- **GIVEN EXERCISE**: Return every line of the entries below that contains the word "parked". Case counts.

Items from a data source
— BEGIN —
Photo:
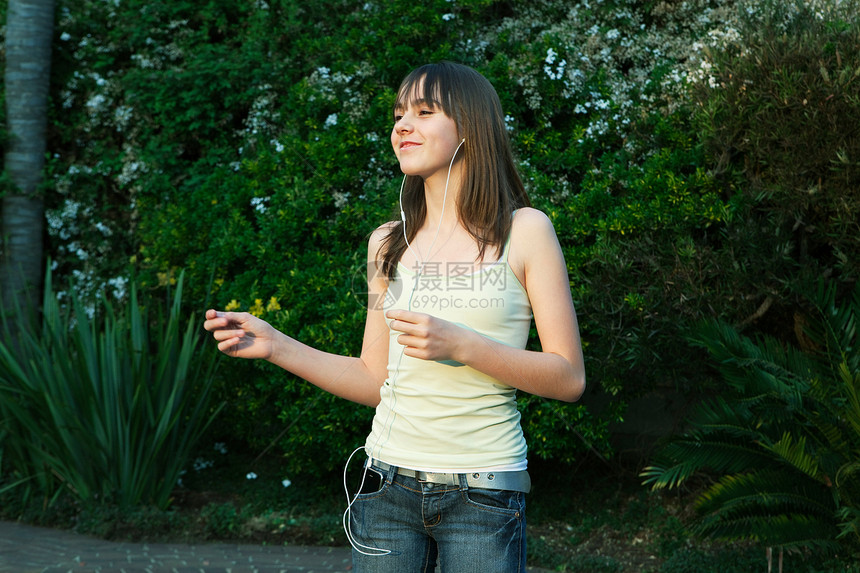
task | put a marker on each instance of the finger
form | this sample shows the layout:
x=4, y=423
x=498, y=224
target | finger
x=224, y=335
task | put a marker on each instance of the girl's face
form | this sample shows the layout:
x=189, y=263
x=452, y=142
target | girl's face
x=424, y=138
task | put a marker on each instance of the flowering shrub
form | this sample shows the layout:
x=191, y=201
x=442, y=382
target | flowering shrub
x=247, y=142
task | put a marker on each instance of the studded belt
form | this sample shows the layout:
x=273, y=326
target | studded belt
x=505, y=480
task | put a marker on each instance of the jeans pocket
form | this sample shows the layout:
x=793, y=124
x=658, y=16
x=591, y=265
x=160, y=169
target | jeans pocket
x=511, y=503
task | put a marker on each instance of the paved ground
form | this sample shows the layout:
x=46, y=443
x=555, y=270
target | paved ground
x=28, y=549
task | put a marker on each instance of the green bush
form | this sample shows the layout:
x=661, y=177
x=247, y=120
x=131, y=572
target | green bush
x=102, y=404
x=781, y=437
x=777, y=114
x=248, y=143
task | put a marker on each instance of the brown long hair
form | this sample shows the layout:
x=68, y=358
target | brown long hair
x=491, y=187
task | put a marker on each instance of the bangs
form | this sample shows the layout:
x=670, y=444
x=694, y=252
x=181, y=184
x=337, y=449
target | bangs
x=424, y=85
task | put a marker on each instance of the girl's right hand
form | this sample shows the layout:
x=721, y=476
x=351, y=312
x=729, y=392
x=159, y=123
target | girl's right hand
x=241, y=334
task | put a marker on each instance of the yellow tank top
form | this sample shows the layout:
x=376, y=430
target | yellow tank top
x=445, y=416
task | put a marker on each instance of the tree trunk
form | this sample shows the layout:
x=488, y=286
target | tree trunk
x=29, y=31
— END —
— BEGIN —
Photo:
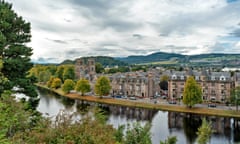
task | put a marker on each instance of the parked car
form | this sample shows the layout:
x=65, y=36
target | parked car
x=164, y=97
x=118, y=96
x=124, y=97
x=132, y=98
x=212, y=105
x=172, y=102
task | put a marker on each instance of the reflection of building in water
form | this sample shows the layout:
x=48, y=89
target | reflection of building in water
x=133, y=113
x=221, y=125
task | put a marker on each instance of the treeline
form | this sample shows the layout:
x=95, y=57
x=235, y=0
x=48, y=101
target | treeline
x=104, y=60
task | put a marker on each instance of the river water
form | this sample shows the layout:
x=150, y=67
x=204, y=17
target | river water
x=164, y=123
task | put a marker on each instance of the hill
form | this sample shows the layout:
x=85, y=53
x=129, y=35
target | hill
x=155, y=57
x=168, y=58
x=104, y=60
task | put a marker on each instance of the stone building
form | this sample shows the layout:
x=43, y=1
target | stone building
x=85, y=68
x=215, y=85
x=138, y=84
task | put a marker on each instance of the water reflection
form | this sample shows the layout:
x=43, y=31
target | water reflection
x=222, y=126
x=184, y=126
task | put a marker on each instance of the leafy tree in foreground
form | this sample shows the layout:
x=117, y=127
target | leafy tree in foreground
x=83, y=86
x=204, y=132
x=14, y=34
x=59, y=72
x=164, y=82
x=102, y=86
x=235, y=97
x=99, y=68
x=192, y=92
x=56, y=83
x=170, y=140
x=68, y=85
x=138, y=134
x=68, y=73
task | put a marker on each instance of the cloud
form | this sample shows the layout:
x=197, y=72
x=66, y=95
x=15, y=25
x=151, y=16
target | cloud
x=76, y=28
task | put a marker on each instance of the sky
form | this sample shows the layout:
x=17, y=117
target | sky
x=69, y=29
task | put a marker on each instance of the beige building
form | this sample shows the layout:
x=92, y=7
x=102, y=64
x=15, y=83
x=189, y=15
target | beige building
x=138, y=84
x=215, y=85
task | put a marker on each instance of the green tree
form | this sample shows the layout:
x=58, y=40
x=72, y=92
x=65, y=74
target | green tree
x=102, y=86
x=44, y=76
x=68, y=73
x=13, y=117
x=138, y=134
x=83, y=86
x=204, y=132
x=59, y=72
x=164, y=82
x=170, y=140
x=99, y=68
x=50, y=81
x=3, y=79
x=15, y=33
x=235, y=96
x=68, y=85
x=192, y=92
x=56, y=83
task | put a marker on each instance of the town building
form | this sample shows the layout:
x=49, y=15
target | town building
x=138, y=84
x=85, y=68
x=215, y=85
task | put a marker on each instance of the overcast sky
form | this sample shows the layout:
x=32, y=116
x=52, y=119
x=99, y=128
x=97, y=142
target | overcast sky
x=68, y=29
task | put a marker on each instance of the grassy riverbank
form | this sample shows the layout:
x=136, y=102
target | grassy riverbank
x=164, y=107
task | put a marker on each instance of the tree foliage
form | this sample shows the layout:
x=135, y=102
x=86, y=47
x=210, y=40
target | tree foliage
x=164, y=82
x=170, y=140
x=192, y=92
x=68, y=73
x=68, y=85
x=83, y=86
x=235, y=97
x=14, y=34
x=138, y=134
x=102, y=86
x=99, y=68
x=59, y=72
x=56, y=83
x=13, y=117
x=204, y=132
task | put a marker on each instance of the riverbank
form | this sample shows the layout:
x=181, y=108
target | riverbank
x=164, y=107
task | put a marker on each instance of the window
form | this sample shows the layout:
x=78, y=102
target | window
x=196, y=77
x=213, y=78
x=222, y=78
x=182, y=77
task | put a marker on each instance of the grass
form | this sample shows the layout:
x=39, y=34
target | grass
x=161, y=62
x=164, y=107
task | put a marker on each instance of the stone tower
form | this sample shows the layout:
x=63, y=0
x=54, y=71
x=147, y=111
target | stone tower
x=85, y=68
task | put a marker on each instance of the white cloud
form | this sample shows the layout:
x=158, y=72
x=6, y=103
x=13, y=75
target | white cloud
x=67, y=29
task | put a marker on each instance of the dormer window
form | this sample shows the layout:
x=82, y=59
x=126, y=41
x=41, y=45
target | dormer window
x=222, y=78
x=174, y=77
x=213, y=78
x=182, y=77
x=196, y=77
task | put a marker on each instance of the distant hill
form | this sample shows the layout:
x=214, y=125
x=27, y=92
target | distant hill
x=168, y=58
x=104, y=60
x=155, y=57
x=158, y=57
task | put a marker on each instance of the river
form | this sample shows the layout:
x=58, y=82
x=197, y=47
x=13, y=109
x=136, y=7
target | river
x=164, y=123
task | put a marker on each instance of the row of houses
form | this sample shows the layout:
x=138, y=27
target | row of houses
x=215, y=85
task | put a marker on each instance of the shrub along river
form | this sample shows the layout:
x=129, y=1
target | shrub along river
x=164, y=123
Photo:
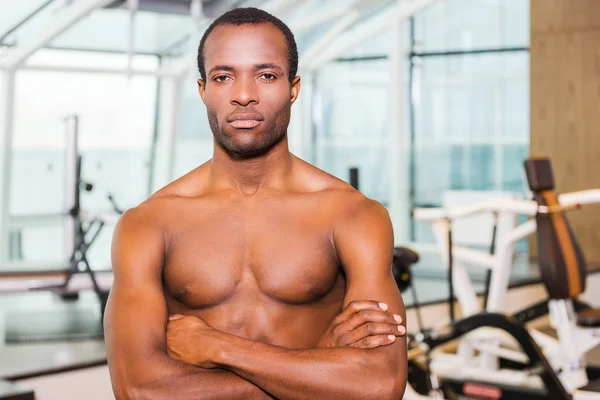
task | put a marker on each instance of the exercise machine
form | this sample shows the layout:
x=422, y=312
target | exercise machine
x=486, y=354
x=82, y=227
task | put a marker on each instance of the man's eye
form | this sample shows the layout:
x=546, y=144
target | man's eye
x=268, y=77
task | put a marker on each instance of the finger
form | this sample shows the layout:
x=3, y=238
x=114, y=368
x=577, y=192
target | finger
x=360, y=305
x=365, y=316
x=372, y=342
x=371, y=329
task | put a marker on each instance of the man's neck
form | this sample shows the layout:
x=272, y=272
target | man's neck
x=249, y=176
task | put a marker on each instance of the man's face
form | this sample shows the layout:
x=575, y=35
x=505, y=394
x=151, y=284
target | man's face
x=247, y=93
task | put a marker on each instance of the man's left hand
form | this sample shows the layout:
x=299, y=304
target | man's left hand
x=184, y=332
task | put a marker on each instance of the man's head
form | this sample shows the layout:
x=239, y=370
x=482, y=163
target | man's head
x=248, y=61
— END —
- **SOLUTION FOR THIS TASK**:
task | put a marker on each instance of the parked car
target | parked car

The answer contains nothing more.